### Exercise materials ###
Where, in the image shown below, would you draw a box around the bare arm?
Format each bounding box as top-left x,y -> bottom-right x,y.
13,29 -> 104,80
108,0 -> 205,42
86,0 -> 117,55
###
### Exercise materials ###
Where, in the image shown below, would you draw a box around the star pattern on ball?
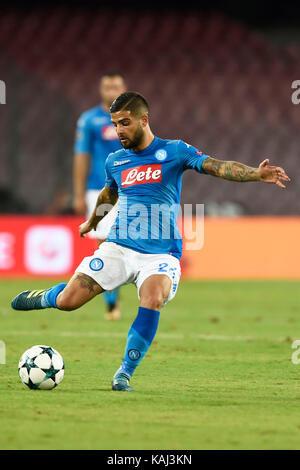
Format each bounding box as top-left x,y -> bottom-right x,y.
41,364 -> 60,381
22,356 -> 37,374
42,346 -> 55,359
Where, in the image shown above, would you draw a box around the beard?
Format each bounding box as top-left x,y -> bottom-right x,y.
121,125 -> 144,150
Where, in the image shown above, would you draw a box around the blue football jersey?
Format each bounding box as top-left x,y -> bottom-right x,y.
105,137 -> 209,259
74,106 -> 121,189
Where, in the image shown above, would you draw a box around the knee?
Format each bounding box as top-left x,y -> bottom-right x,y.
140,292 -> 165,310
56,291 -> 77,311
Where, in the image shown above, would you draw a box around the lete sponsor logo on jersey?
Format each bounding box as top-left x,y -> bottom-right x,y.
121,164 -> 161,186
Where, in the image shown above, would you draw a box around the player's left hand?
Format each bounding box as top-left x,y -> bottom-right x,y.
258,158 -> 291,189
###
### Exercise materials ###
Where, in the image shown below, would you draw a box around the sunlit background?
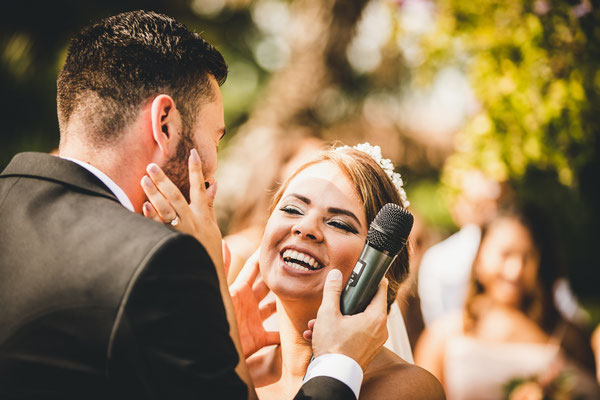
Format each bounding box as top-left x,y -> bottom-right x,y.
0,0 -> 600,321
###
Do this:
Format the material from the line containing "the bare arm?" down through the line containing "86,0 -> 117,55" as a JSON list of strings, one string per line, with both of those lines included and any blank lines omitted.

Solution for this problem:
[
  "Where, in the image shown below, would you draw a box around the bare arm?",
  "Format each bounding box as top-left x,y -> bottom-right x,y.",
  "13,29 -> 104,80",
  "108,0 -> 205,42",
  "86,0 -> 117,55"
]